Segment Open

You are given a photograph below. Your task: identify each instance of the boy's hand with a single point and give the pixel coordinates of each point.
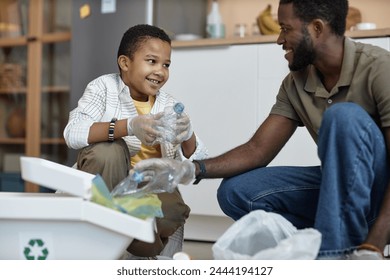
(176, 172)
(144, 127)
(184, 129)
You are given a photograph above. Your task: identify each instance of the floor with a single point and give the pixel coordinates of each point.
(198, 250)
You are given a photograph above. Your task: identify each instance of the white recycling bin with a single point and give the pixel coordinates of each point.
(66, 225)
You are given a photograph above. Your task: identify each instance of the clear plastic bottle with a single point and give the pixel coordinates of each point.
(215, 27)
(168, 129)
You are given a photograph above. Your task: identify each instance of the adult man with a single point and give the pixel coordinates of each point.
(339, 90)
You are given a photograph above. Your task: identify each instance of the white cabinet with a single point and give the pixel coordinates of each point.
(218, 86)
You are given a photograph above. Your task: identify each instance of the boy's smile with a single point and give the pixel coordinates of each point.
(148, 71)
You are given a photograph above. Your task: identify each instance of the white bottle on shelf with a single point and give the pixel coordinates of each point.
(215, 27)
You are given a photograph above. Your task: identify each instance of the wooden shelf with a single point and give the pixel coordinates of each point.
(22, 141)
(45, 106)
(50, 89)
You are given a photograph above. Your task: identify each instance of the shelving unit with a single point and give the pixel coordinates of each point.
(34, 104)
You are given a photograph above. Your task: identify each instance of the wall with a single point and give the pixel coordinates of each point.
(246, 11)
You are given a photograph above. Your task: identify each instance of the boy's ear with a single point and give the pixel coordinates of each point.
(123, 62)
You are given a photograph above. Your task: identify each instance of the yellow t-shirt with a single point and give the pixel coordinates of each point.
(144, 108)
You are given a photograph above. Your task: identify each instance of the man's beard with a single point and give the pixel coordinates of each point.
(304, 53)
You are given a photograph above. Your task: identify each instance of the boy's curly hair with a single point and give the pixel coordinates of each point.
(134, 37)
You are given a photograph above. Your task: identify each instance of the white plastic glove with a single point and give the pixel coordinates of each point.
(145, 128)
(184, 129)
(165, 173)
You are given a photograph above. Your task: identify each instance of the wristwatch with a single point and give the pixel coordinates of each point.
(202, 171)
(111, 130)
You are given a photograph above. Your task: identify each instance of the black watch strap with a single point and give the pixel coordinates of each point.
(202, 171)
(111, 130)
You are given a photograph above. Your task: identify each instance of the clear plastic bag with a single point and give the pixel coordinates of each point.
(262, 235)
(137, 184)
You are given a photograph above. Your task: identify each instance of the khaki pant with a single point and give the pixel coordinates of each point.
(112, 160)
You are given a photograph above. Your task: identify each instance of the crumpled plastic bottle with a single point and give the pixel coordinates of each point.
(168, 128)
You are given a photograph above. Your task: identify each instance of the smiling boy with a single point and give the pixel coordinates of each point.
(115, 126)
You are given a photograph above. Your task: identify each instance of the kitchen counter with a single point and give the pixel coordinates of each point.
(261, 39)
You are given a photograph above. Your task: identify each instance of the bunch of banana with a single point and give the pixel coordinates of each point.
(266, 23)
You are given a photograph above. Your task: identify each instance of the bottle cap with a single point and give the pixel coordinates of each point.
(137, 177)
(178, 108)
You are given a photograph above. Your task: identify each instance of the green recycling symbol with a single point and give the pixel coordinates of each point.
(35, 250)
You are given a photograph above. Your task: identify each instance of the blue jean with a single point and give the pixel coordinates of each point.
(341, 199)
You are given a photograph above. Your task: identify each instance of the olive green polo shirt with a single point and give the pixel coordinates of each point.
(364, 79)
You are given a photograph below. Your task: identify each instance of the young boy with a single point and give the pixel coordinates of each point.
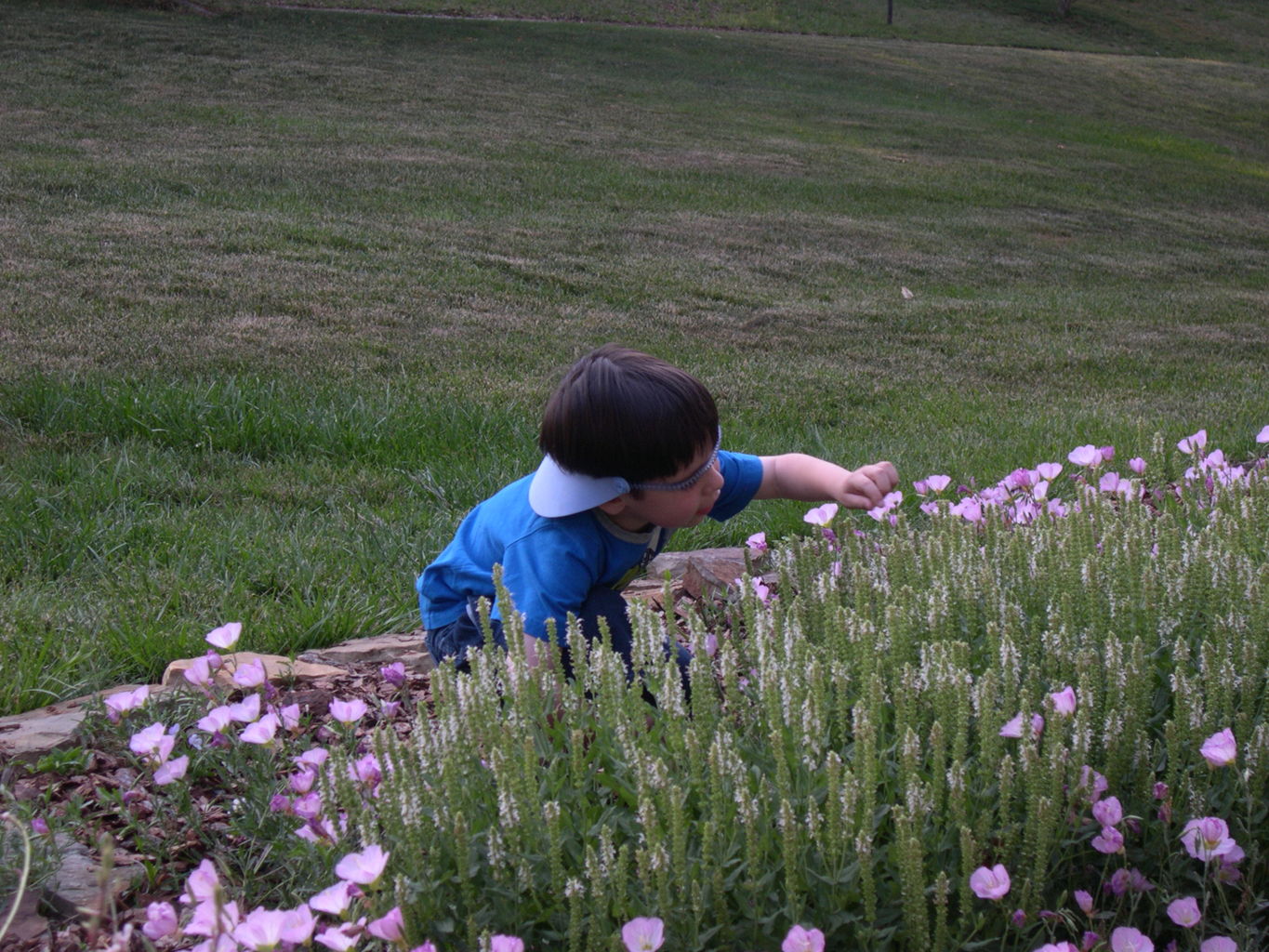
(632, 452)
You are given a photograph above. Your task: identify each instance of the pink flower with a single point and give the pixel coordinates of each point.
(340, 937)
(1129, 940)
(889, 501)
(1108, 841)
(313, 757)
(800, 940)
(289, 716)
(160, 920)
(1064, 701)
(821, 514)
(390, 927)
(761, 590)
(1108, 812)
(348, 711)
(990, 882)
(261, 732)
(643, 934)
(1207, 838)
(171, 771)
(1087, 455)
(297, 926)
(969, 509)
(1184, 911)
(250, 674)
(121, 702)
(226, 636)
(937, 483)
(393, 674)
(333, 900)
(1014, 726)
(367, 770)
(199, 673)
(1220, 749)
(1193, 443)
(202, 885)
(1111, 483)
(364, 868)
(153, 743)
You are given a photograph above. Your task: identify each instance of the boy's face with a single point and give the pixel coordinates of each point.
(673, 508)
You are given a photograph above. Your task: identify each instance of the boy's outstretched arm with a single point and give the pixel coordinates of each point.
(813, 480)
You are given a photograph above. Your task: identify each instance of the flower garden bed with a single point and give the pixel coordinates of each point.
(1029, 716)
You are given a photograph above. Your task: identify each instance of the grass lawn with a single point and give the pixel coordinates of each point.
(282, 294)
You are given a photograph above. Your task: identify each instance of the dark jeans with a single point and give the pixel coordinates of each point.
(451, 642)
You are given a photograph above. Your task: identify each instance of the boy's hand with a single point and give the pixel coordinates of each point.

Segment Closed

## [WHAT THE EXERCISE ASKS]
Would you copy out all the data exactly, without the images?

## [TASK SOLUTION]
You are given a photograph below. Your task: identify each instance of the boy's hand with a single point and give the pixel coordinates of each point.
(176, 172)
(144, 127)
(184, 129)
You are given a photograph above. Your task: identify each instance of the floor with a single point and give the pixel coordinates of each point.
(198, 250)
You are given a photograph above. Your task: identify each instance of the white recycling bin with a single point and give the pixel coordinates of each point.
(66, 225)
You are given a photograph above. Your task: identify each instance of the clear plastic bottle with a single point and give the pixel coordinates of each point.
(215, 27)
(168, 129)
You are given a photograph above. Your task: identify each instance of the adult man with a single point and give the pixel coordinates of each point.
(339, 90)
You are given a photograph above. Your task: identify each instance of the white cabinet with a single point and give the pixel coordinates of each point.
(218, 86)
You are given a photograph above. Your task: identify each instance of the boy's smile with a single point and give the pixel coordinates of each point.
(148, 71)
You are given a photograph above. Your task: identify each instance of the white bottle on shelf with a single point and give the pixel coordinates of each point.
(215, 27)
You are given a photograph above. Your task: identify each instance of the wooden shelf with a single point and give the pixel coordinates of each point.
(22, 141)
(45, 106)
(50, 89)
You are given a photograph above. Your task: identify each instance of the shelving unit with a single point and give the pixel coordinates of each point.
(34, 104)
You are given a photograph above. Your task: identify each instance of the wall with a single point and give the pixel coordinates of each point.
(246, 11)
You are given a photograph above. Your task: identify each instance of the boy's ear with a single point and give the pixel coordinates of each point.
(123, 62)
You are given a photograph above. Your task: identify each instance of the yellow t-shirt with a single point and give the pixel coordinates of each point.
(144, 108)
You are given a photograph above. Your task: identify each instance of the man's beard with a single point and give the pixel coordinates of each point.
(304, 53)
You are given a photograph above. Your task: identify each instance of the boy's curly hair with a single point and give the pixel coordinates of each point.
(134, 37)
You are given a photograph above. Your task: identify each instance of the white plastic glove with a single point and give the pixel coordinates of each point.
(145, 128)
(184, 129)
(165, 173)
You are given a photograph above. Your task: identify each instance of the wristwatch with a single point and give the pixel coordinates of each point.
(202, 171)
(111, 130)
You are given a photograph above. Your task: identify each instance of the black watch strap with a single point and give the pixel coordinates of each point.
(202, 171)
(111, 130)
You are given a photograph above. Your task: identify each instance of the clear plastic bag with a single point and give the pixel coordinates of each point.
(262, 235)
(137, 184)
You are given a photograph above. Your task: identify each instance of the khaki pant with a single point and give the pixel coordinates of each point.
(112, 160)
You are given a photograph above. Your task: identify each instance of the crumpled plastic bottle with a single point and give the pixel coordinates of each point.
(168, 128)
You are given a photograph above. Your task: identify each instance of the smiling boy with a single point and give the pixel coordinates of each point.
(115, 126)
You are given a photograph above. Your task: identify each instance of the kitchen counter with a single point and give the pixel coordinates of each point.
(261, 39)
You are given a photograph above. Your task: identify each instance of the bunch of banana with a single point and give the pixel coordinates of each point.
(266, 23)
You are given a photograph above. Your task: identify each instance of the bottle cap with a single point and give the pixel coordinates of each point.
(137, 177)
(178, 108)
You are given a photograph above. Your task: identify each instance of the green recycling symbol with a single point and give the pixel coordinates of each point.
(35, 250)
You are given a photograph above. Your task: identify each instance of the blue jean with a single point and give the pixel coordinates of each point.
(341, 199)
You are given a photograph above. Your task: identify each instance of the olive green polo shirt with a single point and give the pixel coordinates of each point.
(364, 79)
You are given a photograph below. Your task: identify each instance of the young boy with a single point and give the pixel coordinates of each point.
(632, 452)
You are given a photograph above. Your task: identify each instance of the pink flower with a single point and give the pixel coordinates of each point.
(340, 937)
(1129, 940)
(889, 501)
(1108, 841)
(313, 757)
(800, 940)
(289, 716)
(160, 920)
(1064, 701)
(821, 514)
(390, 927)
(761, 590)
(1108, 812)
(348, 711)
(990, 882)
(261, 732)
(643, 934)
(1207, 838)
(171, 771)
(1087, 455)
(297, 926)
(969, 509)
(1184, 911)
(250, 674)
(121, 702)
(226, 636)
(937, 483)
(393, 674)
(333, 900)
(1014, 726)
(367, 770)
(199, 673)
(1220, 749)
(1193, 443)
(202, 885)
(1111, 483)
(364, 868)
(153, 743)
You are given a photograph above. Your task: identify each instance of the boy's face with a single point and give the pixel coordinates of each point.
(673, 508)
You are given a photograph above. Your task: identify each instance of the boy's outstretched arm with a single point and give the pixel coordinates of each point.
(813, 480)
You are given a photograph above. Your task: identify each instance of the flower garden bed with a single point and give the pixel coordinates of each point.
(1029, 716)
You are given a photograph above. Your task: identify each instance of the grass lawn with a single point and give the pixel coordinates of each point.
(282, 294)
You are given a photograph above. Your task: identify each instance of the dark jeans with a single point and give the pixel coordinates of each point.
(451, 642)
You are given a photograph above. Your task: identify each instance of the boy's hand with a single point and give the pixel coordinates of each point.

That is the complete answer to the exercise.